Your task: Which lines in the material below contain the word "rough"? Copy each of those lines in full.

Saved entries:
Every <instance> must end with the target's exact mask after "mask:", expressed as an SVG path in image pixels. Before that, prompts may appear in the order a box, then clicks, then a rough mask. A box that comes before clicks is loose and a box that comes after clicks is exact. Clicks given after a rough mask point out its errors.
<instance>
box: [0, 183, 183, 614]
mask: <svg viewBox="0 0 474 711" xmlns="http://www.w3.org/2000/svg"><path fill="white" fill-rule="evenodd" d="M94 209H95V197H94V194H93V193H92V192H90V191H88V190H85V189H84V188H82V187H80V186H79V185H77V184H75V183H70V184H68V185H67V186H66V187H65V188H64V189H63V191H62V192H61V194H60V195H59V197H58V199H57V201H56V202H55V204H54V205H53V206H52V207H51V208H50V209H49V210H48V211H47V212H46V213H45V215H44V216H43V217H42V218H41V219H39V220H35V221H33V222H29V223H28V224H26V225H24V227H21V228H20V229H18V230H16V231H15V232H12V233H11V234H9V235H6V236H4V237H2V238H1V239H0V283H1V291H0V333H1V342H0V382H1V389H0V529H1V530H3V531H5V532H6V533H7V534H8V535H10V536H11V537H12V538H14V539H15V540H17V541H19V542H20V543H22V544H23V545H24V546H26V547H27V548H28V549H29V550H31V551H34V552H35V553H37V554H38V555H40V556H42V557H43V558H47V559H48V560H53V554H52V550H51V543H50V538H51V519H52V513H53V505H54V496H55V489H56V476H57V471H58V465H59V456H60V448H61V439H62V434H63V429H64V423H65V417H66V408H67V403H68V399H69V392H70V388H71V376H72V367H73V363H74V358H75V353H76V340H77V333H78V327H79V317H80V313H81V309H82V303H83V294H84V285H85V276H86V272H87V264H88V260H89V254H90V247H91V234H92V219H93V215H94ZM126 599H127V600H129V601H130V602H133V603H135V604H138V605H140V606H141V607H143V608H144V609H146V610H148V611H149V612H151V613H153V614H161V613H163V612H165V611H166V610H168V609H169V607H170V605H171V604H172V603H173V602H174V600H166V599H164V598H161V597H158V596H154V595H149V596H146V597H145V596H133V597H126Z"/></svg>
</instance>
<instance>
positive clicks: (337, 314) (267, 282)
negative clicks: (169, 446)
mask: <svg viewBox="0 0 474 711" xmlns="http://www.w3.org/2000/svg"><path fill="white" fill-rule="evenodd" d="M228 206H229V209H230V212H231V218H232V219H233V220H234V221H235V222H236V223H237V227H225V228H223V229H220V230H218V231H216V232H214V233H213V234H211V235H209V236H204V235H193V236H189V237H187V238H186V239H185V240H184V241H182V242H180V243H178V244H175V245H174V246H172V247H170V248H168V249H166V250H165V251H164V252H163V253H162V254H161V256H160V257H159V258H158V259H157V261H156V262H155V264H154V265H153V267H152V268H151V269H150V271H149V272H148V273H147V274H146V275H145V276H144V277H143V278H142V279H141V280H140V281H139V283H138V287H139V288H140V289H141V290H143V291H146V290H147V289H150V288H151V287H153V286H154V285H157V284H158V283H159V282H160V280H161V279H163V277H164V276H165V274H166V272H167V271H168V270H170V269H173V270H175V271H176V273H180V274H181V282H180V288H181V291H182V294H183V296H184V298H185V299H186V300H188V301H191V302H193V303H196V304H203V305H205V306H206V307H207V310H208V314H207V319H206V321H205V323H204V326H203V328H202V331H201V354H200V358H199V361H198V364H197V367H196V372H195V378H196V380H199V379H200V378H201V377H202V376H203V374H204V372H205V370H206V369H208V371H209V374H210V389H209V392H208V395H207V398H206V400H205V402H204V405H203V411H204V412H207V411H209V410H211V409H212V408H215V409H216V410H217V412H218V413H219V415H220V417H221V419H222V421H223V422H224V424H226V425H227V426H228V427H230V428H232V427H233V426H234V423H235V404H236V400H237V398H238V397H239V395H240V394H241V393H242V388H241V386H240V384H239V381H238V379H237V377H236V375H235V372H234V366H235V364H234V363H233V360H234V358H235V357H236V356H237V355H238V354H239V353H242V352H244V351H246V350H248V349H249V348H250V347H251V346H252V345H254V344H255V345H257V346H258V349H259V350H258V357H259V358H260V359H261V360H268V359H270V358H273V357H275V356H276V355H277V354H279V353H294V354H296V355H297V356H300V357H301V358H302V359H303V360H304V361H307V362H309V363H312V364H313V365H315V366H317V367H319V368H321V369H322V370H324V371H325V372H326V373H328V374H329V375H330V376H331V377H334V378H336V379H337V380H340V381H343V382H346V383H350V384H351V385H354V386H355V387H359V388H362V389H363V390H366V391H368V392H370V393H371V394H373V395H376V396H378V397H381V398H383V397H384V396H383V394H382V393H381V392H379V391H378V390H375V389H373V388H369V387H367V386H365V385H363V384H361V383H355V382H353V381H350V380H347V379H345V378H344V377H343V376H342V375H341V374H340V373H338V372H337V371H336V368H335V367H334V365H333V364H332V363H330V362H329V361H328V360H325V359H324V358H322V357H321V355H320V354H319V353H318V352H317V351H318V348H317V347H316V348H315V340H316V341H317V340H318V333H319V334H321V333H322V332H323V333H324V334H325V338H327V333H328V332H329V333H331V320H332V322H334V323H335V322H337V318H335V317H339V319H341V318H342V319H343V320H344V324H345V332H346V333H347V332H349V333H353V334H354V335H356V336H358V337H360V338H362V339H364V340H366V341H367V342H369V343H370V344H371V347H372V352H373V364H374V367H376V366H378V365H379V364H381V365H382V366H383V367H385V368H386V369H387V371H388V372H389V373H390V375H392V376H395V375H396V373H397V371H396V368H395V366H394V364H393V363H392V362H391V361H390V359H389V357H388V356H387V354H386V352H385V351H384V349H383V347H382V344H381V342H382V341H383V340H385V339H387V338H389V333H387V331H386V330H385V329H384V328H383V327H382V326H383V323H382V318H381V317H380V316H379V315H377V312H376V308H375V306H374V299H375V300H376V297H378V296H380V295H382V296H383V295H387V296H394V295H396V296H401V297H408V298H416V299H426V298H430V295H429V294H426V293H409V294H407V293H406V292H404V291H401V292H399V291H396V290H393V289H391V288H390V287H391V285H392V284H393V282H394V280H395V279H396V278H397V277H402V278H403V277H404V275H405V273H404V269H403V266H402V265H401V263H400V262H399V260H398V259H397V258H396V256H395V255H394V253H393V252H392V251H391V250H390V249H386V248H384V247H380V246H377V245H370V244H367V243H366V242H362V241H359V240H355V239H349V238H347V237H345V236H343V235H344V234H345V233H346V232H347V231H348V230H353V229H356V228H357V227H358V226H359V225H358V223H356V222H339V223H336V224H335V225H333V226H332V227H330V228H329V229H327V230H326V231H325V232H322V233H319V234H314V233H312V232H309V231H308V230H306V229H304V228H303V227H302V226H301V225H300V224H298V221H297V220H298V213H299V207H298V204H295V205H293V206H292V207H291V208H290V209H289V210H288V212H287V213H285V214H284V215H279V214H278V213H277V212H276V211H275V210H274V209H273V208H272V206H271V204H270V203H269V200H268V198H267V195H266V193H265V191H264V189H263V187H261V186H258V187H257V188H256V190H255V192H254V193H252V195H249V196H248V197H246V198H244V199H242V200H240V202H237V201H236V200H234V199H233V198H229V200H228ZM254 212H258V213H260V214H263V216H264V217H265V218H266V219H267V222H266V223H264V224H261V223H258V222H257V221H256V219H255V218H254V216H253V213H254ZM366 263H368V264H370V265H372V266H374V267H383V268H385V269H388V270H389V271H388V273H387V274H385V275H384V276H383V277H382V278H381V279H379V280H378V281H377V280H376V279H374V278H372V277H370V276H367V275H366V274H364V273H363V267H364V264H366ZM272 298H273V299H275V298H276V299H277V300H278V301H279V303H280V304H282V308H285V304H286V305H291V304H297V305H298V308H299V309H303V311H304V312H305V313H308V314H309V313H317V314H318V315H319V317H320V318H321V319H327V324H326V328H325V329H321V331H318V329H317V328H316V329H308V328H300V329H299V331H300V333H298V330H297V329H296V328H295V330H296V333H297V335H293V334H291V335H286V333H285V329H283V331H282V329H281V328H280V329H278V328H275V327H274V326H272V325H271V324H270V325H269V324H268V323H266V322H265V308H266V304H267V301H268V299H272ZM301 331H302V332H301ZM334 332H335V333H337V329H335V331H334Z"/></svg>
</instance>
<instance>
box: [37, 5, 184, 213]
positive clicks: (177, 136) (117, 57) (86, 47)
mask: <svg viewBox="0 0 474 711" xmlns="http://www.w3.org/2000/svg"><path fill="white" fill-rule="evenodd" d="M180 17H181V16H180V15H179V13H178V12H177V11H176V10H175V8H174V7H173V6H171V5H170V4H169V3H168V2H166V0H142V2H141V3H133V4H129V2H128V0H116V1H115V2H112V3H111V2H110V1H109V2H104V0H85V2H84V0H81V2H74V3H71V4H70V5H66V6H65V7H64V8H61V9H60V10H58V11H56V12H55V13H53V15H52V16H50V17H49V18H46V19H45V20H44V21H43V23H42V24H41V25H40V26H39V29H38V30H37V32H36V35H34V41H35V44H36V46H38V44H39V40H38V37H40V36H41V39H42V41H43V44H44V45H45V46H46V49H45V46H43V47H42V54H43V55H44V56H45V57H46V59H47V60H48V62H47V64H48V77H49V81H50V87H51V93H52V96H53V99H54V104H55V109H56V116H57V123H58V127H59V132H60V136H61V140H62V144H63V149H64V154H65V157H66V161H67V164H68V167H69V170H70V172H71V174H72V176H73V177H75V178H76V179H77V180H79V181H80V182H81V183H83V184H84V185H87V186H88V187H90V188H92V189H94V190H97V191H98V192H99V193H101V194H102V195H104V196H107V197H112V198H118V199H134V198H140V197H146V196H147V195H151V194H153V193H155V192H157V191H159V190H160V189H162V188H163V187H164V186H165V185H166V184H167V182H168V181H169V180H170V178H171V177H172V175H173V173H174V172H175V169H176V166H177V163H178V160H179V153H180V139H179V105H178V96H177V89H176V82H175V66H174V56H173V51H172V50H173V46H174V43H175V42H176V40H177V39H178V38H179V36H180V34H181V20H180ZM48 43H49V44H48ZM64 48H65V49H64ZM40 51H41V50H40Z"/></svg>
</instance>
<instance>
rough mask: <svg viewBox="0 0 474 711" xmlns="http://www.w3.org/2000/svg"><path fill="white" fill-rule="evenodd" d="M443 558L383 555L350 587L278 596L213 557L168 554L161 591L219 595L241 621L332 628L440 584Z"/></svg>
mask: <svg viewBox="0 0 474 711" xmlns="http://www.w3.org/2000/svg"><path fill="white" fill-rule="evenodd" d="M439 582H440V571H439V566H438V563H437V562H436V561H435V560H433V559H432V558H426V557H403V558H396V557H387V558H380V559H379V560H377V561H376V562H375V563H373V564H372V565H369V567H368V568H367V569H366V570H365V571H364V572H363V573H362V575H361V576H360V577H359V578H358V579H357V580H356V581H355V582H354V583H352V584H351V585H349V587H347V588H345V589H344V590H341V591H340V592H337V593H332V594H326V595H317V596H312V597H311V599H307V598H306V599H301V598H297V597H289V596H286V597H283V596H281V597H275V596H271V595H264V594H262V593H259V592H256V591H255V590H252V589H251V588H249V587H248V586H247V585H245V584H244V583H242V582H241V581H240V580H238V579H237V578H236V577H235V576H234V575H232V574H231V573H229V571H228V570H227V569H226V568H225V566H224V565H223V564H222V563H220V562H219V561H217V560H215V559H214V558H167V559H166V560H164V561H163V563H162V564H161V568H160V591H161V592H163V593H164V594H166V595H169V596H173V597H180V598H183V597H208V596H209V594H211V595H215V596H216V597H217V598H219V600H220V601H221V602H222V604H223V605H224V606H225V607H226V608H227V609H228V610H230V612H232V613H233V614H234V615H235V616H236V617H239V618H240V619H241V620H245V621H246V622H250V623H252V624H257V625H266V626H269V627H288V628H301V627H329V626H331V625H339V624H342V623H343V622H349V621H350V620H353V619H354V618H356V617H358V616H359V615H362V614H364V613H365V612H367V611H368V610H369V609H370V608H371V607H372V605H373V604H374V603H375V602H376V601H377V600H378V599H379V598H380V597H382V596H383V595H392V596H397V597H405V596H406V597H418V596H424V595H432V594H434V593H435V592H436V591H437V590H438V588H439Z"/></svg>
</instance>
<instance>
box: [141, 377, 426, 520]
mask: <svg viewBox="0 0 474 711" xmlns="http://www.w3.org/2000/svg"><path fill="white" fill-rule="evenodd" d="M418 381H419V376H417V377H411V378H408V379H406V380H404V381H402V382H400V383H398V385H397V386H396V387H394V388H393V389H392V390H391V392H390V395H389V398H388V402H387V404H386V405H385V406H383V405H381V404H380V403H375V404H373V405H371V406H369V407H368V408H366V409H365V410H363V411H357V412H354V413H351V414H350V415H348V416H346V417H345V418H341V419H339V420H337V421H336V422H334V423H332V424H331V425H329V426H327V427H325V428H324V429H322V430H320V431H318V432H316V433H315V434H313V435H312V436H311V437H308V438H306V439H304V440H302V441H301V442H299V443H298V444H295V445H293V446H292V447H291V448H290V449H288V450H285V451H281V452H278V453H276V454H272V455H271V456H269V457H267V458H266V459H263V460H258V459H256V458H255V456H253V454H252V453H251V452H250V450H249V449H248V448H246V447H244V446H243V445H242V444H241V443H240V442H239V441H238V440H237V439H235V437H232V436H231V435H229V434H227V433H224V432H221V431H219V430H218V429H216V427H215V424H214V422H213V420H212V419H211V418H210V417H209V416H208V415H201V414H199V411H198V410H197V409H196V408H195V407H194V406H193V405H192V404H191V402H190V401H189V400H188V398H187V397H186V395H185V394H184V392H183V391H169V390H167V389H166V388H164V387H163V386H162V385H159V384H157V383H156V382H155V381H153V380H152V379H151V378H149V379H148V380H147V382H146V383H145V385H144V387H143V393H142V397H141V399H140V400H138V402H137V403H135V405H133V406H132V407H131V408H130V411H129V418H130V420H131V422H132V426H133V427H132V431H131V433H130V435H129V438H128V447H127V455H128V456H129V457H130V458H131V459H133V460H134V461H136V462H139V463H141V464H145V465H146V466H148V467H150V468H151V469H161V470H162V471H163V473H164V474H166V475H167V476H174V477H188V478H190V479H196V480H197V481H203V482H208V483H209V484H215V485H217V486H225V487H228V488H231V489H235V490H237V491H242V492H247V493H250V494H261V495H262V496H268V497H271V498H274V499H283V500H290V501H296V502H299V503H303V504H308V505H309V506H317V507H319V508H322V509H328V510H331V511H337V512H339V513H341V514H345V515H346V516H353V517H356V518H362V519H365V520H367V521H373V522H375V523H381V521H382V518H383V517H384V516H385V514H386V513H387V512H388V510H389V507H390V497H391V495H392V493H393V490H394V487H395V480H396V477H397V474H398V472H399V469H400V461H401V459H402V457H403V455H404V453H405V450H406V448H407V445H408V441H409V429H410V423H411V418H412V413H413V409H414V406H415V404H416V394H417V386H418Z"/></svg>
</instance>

Response to the task:
Every <instance> must end with the target's exact mask after "mask:", expressed as an SVG path in image pixels. Before that, prompts may appear in the order a box, then clicks, then a rough mask. A box that comes before clicks is loose and a box that comes after clicks is exact. Clicks given after a rough mask point out its errors.
rough mask: <svg viewBox="0 0 474 711" xmlns="http://www.w3.org/2000/svg"><path fill="white" fill-rule="evenodd" d="M443 558L383 555L350 587L278 596L213 557L168 554L161 591L219 595L241 621L332 628L440 584Z"/></svg>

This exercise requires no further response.